— START OF Records for the task —

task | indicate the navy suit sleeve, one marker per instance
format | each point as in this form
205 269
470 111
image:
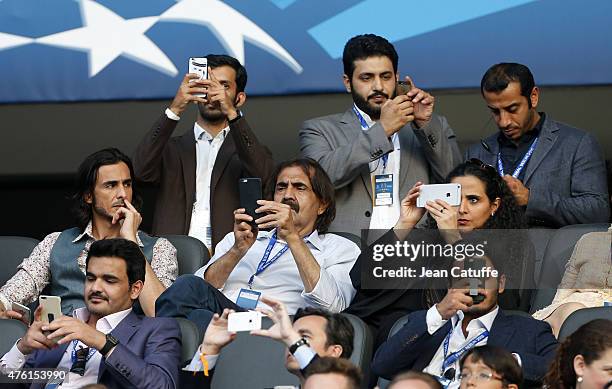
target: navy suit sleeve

— END OF Records for the task —
— START OF Records for the task —

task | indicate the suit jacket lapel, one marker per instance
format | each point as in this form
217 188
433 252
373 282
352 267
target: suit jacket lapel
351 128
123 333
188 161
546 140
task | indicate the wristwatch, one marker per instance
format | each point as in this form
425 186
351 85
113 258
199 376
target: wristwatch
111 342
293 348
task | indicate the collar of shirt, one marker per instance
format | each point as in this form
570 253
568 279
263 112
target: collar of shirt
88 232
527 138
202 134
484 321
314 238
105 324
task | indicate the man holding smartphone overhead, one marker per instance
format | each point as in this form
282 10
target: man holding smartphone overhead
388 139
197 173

— END OF Records for the task —

• [Your objective]
Reproduce the records above from the line with "task | indicate the navy" up to and including the line with "target: navy suit sleeve", substituting "charcoal" for "navy" and changing nothing else. Leave the picture out.

• [Expected answer]
task | indicate the charcoal suit sleeve, one marker per instance
format | each point as in this form
205 269
470 111
image:
target: charcoal suit sleeve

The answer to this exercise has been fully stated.